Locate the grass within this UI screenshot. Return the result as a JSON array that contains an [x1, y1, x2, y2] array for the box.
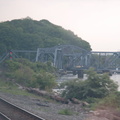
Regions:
[[58, 109, 73, 115], [0, 79, 44, 99]]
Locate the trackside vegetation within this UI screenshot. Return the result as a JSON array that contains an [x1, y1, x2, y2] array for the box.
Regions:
[[62, 68, 120, 103]]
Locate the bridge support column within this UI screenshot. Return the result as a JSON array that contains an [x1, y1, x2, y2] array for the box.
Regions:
[[78, 70, 84, 78]]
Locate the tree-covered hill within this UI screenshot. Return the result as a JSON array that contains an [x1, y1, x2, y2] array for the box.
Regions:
[[0, 18, 91, 53]]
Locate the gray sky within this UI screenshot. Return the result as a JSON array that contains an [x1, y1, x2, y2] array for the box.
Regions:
[[0, 0, 120, 51]]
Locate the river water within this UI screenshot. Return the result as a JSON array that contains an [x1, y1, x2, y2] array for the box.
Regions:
[[57, 74, 120, 91]]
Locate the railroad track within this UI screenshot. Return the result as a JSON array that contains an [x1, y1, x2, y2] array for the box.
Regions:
[[0, 98, 45, 120]]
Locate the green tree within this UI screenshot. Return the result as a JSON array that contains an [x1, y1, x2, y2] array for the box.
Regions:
[[63, 68, 118, 99], [35, 71, 57, 90]]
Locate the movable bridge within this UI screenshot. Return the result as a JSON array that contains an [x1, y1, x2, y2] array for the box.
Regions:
[[0, 45, 120, 77]]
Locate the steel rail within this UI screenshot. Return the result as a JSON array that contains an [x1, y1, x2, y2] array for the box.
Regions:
[[0, 97, 45, 120], [0, 112, 11, 120]]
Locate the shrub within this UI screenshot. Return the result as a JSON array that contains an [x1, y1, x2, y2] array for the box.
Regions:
[[63, 69, 118, 99], [35, 71, 57, 90], [59, 109, 73, 115]]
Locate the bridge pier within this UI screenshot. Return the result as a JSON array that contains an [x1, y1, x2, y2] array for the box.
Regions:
[[77, 70, 84, 78]]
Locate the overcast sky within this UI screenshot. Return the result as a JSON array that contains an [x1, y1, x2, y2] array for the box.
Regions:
[[0, 0, 120, 51]]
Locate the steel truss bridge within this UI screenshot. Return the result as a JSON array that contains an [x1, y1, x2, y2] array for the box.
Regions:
[[0, 45, 120, 73]]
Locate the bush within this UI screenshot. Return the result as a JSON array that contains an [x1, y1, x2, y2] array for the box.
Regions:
[[63, 69, 118, 100], [35, 71, 57, 90], [59, 109, 73, 115]]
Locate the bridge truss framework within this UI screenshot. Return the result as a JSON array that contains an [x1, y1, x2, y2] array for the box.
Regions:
[[0, 45, 120, 70]]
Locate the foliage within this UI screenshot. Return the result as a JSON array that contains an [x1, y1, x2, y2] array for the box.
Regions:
[[35, 71, 56, 90], [97, 92, 120, 110], [59, 109, 73, 115], [0, 19, 91, 54], [63, 68, 118, 100]]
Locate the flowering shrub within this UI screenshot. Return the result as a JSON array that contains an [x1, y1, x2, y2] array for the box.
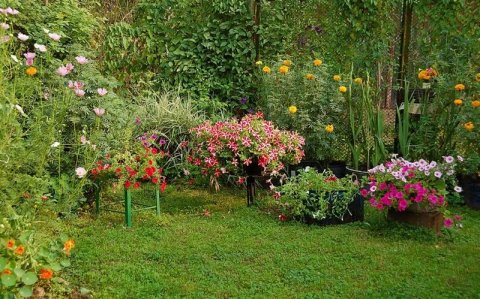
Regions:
[[275, 168, 358, 221], [360, 156, 463, 229], [0, 210, 75, 298], [188, 112, 304, 189]]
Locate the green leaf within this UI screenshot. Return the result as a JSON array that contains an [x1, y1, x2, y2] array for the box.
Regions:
[[22, 272, 38, 286], [13, 268, 25, 278], [2, 274, 17, 288], [0, 256, 7, 271], [18, 286, 33, 298], [60, 260, 71, 267]]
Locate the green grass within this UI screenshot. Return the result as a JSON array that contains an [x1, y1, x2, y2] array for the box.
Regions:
[[50, 190, 480, 298]]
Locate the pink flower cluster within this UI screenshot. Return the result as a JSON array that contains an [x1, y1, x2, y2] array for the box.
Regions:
[[360, 156, 463, 217], [188, 112, 305, 182]]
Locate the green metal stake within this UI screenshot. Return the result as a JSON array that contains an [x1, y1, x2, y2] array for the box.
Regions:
[[155, 187, 160, 216], [125, 189, 132, 227], [95, 186, 100, 215]]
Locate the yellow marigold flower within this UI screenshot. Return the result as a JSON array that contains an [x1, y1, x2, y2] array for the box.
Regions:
[[325, 124, 333, 133], [25, 66, 37, 76], [463, 121, 475, 131], [278, 65, 288, 75]]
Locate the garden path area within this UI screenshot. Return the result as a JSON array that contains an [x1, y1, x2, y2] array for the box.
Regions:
[[52, 186, 480, 298]]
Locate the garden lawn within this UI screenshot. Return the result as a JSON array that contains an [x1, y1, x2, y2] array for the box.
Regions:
[[50, 186, 480, 298]]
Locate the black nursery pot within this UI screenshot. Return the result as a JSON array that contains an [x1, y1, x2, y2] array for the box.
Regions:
[[459, 175, 480, 210], [303, 191, 365, 226]]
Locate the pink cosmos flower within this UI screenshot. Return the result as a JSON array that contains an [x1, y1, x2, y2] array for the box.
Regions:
[[23, 52, 35, 66], [48, 32, 62, 42], [443, 218, 453, 228], [75, 56, 88, 64], [75, 167, 87, 178], [75, 89, 85, 97], [33, 44, 47, 53], [17, 32, 29, 41], [57, 66, 70, 77], [97, 88, 108, 97], [93, 108, 105, 117]]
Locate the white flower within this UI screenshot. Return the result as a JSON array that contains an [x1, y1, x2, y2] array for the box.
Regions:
[[75, 167, 87, 178]]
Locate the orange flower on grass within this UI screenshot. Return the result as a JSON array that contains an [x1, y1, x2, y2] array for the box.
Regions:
[[63, 240, 75, 256], [455, 83, 465, 91], [25, 66, 37, 76], [463, 121, 475, 131], [15, 245, 25, 255], [38, 268, 53, 280], [7, 239, 15, 249], [278, 65, 288, 75]]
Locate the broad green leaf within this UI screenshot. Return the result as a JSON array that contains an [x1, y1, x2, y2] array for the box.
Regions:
[[22, 272, 38, 286], [2, 274, 17, 288], [18, 286, 33, 298]]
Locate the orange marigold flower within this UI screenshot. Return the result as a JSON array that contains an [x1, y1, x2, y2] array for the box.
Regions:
[[278, 65, 288, 75], [15, 245, 25, 255], [463, 121, 475, 131], [38, 268, 53, 280], [7, 239, 15, 249], [25, 66, 37, 76], [63, 240, 75, 255], [283, 59, 292, 66]]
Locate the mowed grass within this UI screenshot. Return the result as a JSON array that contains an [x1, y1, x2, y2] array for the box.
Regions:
[[50, 187, 480, 298]]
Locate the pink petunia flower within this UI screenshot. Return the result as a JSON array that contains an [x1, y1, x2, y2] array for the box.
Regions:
[[57, 66, 70, 77], [17, 32, 29, 41], [93, 108, 105, 117], [75, 56, 88, 64], [75, 89, 85, 97], [48, 32, 62, 42], [23, 52, 35, 66], [443, 218, 453, 228], [97, 88, 108, 97]]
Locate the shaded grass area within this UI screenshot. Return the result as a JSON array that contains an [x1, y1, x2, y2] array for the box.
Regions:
[[50, 187, 480, 298]]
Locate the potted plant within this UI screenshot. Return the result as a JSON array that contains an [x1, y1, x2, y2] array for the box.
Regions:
[[277, 168, 364, 225], [360, 156, 462, 232], [187, 112, 304, 190]]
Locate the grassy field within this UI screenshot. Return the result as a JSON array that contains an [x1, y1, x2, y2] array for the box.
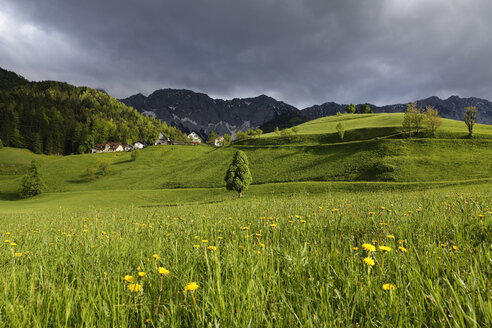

> [Written exercise]
Edit the rows, starting with the first and going on through the line with "[[62, 68, 120, 103]]", by putting "railside plants" in place of "trackside vegetation" and changing nothing else. Return only those lines, without the pictures.

> [Full response]
Locate the grass within this UI screenshot. Return the result as a JSON array that contains an [x1, y1, x2, y2] array for the box.
Regions:
[[58, 109, 73, 115], [0, 79, 44, 99]]
Locate the railside plants within this UI screenshot. Return the result as a JSON array that contains an [x1, y1, x2, y2] array for the box.
Regions:
[[62, 68, 120, 103]]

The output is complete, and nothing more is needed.